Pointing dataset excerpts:
* * *

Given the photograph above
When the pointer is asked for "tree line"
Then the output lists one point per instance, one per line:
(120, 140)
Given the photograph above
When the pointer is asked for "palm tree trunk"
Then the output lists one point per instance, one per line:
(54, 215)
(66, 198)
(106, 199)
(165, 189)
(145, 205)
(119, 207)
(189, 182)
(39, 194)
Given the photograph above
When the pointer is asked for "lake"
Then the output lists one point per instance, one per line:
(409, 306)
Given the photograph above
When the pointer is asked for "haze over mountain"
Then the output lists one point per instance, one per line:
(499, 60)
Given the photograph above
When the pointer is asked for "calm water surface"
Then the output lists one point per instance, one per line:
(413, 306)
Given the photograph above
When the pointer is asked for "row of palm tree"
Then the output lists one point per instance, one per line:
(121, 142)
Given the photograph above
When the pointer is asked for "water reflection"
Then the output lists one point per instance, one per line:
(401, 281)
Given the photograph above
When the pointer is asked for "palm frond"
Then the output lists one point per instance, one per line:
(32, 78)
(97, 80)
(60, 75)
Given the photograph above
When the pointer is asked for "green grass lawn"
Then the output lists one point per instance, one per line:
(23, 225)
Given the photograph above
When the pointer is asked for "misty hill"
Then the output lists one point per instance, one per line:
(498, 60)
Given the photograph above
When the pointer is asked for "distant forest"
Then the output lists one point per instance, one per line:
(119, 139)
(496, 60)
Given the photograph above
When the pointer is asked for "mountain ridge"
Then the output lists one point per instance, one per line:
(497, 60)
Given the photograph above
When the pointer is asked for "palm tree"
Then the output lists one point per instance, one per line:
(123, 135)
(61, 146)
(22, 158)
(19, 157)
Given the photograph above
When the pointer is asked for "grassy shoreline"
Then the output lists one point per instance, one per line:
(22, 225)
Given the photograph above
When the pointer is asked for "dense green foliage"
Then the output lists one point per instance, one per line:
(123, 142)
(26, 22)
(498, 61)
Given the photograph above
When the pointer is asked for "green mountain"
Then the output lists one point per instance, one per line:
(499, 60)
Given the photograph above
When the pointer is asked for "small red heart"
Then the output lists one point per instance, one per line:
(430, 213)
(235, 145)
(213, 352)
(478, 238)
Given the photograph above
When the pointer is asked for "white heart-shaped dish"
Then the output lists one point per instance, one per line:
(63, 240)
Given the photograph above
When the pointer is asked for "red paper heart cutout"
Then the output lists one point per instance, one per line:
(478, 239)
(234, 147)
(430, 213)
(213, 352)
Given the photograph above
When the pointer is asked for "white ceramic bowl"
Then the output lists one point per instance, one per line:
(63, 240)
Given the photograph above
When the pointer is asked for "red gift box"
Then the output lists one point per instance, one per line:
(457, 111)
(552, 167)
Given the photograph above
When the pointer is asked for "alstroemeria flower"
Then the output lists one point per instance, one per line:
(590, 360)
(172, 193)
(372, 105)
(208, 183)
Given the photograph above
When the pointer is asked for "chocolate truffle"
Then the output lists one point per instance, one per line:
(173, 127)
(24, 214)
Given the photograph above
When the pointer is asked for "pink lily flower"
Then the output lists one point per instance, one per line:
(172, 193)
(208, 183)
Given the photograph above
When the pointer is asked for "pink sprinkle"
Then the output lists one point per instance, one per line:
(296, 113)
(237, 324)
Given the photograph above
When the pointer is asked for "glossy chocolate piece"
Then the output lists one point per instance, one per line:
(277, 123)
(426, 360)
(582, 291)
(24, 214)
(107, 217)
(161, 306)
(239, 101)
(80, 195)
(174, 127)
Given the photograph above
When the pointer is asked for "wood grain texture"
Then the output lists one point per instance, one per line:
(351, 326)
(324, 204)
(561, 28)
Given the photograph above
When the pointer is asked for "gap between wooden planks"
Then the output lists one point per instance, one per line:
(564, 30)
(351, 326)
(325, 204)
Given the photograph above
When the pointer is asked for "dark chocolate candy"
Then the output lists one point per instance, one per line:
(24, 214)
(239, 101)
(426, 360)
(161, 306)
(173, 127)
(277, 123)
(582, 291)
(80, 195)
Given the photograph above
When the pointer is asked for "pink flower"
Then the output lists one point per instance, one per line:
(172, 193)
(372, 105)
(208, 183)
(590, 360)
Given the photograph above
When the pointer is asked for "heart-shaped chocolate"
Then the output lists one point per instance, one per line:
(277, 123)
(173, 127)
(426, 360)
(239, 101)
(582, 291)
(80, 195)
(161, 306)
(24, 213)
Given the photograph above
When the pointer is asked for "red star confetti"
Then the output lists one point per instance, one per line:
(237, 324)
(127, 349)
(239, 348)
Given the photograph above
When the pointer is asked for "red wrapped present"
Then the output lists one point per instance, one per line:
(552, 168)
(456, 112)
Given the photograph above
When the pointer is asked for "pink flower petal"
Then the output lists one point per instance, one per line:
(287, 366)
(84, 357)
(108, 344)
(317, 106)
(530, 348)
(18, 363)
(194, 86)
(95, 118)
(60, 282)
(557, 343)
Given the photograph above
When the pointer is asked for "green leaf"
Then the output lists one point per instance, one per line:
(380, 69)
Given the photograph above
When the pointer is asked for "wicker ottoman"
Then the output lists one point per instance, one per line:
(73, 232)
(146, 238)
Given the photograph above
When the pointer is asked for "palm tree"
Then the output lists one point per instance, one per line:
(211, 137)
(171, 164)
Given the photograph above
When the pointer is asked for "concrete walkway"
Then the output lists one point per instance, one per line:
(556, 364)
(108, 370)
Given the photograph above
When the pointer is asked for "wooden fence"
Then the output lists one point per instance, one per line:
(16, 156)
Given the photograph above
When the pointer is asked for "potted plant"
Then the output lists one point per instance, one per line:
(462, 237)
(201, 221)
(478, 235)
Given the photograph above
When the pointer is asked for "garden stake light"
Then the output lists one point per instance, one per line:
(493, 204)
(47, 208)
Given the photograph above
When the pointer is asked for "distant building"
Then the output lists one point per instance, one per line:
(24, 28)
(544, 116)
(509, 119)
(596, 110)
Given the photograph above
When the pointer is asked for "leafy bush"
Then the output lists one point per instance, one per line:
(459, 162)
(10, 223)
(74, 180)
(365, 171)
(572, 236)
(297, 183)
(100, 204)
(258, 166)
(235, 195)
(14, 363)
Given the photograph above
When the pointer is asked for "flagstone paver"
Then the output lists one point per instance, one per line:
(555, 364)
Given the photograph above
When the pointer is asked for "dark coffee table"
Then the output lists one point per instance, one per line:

* * *

Return all of the entries word for word.

**ANSWER TO THE PROBLEM**
Given the photograph above
When the pointer is asked for "tree line"
Then the output lists one point per instance, one per line:
(120, 140)
Given the photograph above
When the pointer is asked for "palm tree trunk"
Then the output lists one point per instance, one per line:
(54, 215)
(66, 198)
(106, 199)
(165, 189)
(145, 205)
(119, 207)
(189, 182)
(39, 194)
Given the photograph above
When the pointer is asked for "lake"
Then the output lists one point per instance, one per line:
(409, 306)
Given the photograph above
When the pointer is asked for "haze over mountain"
Then the output lists one point per instance, one per line:
(499, 60)
Given the photograph above
When the pointer is asked for "calm water surface"
Then the output lists one point per instance, one per line:
(413, 306)
Given the photograph above
When the pointer is asked for "row of palm tree"
Then the output lists one point per instance, one per line:
(121, 142)
Given the photograph above
When the pointer is asked for "water reflection"
Then the output lists one point per instance, one per line:
(401, 281)
Given the photograph above
When the pointer is asked for "palm frond"
Then the output lists one point per instance, one per line:
(32, 78)
(97, 80)
(60, 75)
Given the photograph above
When the pointer is asked for "green grass lawn"
Then the output lists one point per instance, one per line:
(23, 225)
Given the photograph above
When the pointer is asked for "misty hill"
Then the output lists one point per instance, one per line:
(498, 60)
Given the photograph above
When the pointer is asked for "distant forest"
Then the output lists one point per instance, one per line:
(119, 139)
(496, 60)
Given the photograph above
When the pointer is asked for "mountain ridge"
Then the output lists one point per instance, one per line:
(497, 60)
Given the photograph above
When the pointer is asked for "palm tree"
Then the output lists one point per instance, one per line:
(123, 135)
(61, 146)
(22, 158)
(19, 157)
Given the photograph above
When the pointer is asked for "grassy shoreline"
Then the output lists one point per instance, one per line:
(22, 225)
Given the photograph above
When the pointer is asked for "dense green foliage"
Then the output lists one point per instance, one per line:
(123, 142)
(26, 22)
(498, 61)
Given the photograph above
When the pointer is asked for "green mountain"
Then the output lists one point per instance, one per line:
(499, 60)
Given the photograph above
When the pointer is asked for "small red heart"
Then the output lists one point per instance, one per line:
(430, 213)
(235, 145)
(213, 352)
(478, 238)
Given the photograph above
When the pointer is asked for "white heart-shaped dish"
Then the output lists one point per instance, one per line:
(63, 240)
Given the photograph above
When the pointer is asked for "red paper heart cutout"
Then the output lists one point per instance, one per line:
(478, 239)
(234, 147)
(430, 213)
(213, 352)
Given the photograph above
When the pointer is asked for "white ceramic bowl"
Then the output lists one point per instance, one per line:
(63, 240)
Given the photograph above
When the pointer is asked for "red gift box"
Then the output lists one point per instance, one per line:
(457, 111)
(552, 167)
Given the photograph above
When the pointer is asked for "alstroemeria flower"
Then the output lists one point per instance, one per line:
(590, 360)
(172, 193)
(372, 105)
(208, 183)
Given the photograph above
When the pointer is asked for "chocolate truffle"
Then the output lists one point per instance, one per line:
(173, 127)
(24, 214)
Given the photograph above
When the pointer is asked for "pink lily flower"
Then the output lists one point per instance, one per line:
(172, 193)
(208, 183)
Given the photograph above
When the pointer is asked for "pink sprinkle"
Then the output lists one point per instance, one per line:
(296, 113)
(237, 324)
Given the photograph above
When the pointer is asked for "glossy chocolate piece"
Then the output lists one point per instance, one per line:
(277, 123)
(426, 360)
(582, 291)
(24, 214)
(107, 217)
(161, 306)
(239, 101)
(80, 195)
(174, 127)
Given the photograph above
When the pointer is asked for "wood grain texture"
Then the output lists one point per instance, one per line:
(351, 326)
(324, 204)
(561, 28)
Given the photograph above
When the pointer is asked for "gap between wooden planks"
Then the output lists one point per instance, one per line:
(564, 30)
(351, 326)
(325, 204)
Given the photograph above
When the pointer is asked for "dark chocolate candy"
Then the output lists one point per instance, one per line:
(24, 214)
(239, 101)
(426, 360)
(161, 306)
(173, 127)
(277, 123)
(582, 291)
(80, 195)
Given the photograph above
When the pointer is asked for "pink flower"
Then the output lists one point per instance, one per line:
(172, 193)
(372, 105)
(208, 183)
(590, 360)
Given the photograph above
When the pointer is asked for "heart-shaped chocolate"
Then the output lists one point per instance, one per line:
(277, 123)
(173, 127)
(426, 360)
(239, 101)
(582, 291)
(80, 195)
(161, 306)
(24, 213)
Given the photograph above
When the pointer is asked for "red star confetti"
Then the output lists one point per instance, one per line:
(237, 324)
(127, 349)
(239, 348)
Given the photograph above
When the pointer is asked for "red wrapped present"
Then the output lists one point per instance, one per line:
(552, 168)
(456, 112)
Given the photograph above
When the pointer is asked for "pink flower petal"
Then the output lists one point per instance, one per line:
(287, 366)
(84, 357)
(108, 344)
(317, 106)
(530, 348)
(18, 363)
(194, 86)
(95, 118)
(60, 282)
(557, 343)
Given the photograph above
When the pointer is asked for "green leaf"
Then the output lists one point per instance, one per line:
(380, 69)
Given the photograph above
When the pointer is asked for "wicker ottoman"
Then the output lists one point per instance, one per line:
(73, 232)
(146, 238)
Given the photograph above
When the pointer is asked for "palm tree"
Then the output lists one point per instance, one per line:
(211, 137)
(171, 164)
Given the photograph above
When the pointer is asked for "concrete walkway"
Then the output lists one point per instance, one per line:
(556, 364)
(108, 370)
Given the photograph above
When the pointer is asked for "wooden fence"
Then the output lists one point per instance, one per line:
(16, 156)
Given the photograph above
When the pointer is asked for "potted plant"
Then the output lists one point per instance, one per line:
(462, 237)
(201, 221)
(478, 235)
Given the photograph above
When the pointer is asked for "garden stake light"
Then the output lists one point per instance, one per line:
(493, 204)
(47, 208)
Given the photograph above
When the pointer is asked for "distant building"
Then the output lists one point per instance, one per line:
(24, 28)
(544, 116)
(509, 119)
(596, 110)
Given the photograph above
When the pointer is asked for "leafy bush"
Then the output lists one point per instance, one per line:
(459, 162)
(10, 223)
(74, 180)
(365, 171)
(572, 236)
(297, 183)
(100, 204)
(258, 166)
(235, 195)
(14, 363)
Given the photograph above
When the pointer is asked for "flagstone paver"
Then the output lists one point per instance, one per line:
(555, 364)
Given the photograph above
When the pointer is asked for "dark coffee table"
Then the output lists one point per instance, one per line:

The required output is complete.